◆ RECORDED DATA

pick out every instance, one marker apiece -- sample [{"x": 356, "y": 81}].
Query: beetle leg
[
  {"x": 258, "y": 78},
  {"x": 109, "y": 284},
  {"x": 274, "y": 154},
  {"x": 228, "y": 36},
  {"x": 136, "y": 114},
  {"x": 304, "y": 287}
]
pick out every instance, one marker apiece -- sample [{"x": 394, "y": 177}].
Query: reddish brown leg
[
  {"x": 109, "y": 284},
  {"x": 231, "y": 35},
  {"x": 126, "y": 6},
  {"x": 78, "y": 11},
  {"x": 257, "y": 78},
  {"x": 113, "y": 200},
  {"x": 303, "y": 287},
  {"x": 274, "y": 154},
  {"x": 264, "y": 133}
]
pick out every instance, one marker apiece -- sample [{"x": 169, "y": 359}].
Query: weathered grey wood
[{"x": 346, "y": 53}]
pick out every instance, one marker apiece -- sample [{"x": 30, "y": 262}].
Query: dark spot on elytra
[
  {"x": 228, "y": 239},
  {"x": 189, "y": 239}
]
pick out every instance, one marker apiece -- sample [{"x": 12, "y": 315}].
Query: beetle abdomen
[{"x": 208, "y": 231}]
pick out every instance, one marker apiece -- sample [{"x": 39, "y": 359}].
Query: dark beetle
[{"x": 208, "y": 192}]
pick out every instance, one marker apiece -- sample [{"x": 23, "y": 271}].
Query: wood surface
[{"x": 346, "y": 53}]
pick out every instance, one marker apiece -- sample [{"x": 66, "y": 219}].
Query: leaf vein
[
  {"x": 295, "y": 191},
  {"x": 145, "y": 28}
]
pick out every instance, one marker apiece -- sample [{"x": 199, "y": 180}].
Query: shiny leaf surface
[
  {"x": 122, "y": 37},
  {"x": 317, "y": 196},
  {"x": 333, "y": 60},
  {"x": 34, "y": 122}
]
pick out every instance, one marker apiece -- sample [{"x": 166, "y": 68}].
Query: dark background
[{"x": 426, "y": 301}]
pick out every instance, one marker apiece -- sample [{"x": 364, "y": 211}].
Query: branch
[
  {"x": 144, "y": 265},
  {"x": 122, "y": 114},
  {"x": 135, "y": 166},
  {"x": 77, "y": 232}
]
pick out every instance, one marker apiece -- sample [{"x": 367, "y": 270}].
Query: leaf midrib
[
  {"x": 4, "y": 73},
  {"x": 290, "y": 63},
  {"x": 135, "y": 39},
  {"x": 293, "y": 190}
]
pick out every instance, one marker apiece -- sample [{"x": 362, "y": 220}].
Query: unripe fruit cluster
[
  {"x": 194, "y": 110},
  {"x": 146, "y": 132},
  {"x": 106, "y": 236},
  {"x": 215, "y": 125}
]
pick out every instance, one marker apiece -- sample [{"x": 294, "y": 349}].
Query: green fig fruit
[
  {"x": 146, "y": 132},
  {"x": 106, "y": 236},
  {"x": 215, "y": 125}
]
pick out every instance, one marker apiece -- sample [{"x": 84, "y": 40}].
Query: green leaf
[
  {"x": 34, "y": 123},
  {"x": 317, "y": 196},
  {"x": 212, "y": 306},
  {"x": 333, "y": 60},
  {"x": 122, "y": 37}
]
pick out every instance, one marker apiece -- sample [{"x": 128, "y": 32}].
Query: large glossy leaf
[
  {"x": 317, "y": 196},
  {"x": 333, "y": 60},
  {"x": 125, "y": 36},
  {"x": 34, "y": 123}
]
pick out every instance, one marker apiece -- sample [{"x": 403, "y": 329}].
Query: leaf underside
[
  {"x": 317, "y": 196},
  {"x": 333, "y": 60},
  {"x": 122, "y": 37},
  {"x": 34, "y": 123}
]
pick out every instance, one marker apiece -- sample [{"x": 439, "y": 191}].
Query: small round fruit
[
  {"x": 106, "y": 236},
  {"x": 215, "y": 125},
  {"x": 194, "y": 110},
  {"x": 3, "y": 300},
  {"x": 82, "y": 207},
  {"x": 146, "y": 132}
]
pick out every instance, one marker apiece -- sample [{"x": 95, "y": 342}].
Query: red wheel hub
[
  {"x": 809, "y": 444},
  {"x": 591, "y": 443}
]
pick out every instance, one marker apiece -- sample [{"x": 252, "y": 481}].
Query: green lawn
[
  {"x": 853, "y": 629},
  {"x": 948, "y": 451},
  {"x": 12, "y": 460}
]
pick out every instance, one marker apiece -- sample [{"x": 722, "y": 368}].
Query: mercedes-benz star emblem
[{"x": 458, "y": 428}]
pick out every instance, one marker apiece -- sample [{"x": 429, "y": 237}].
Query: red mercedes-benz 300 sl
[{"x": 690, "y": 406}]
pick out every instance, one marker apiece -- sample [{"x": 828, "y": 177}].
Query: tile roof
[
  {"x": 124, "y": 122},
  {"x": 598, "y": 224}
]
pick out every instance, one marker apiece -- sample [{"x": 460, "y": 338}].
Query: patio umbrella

◆ GIVEN EXERCISE
State how many lines in the entries above contain the string "benz", giving only the number.

◆ FULL OUTPUT
2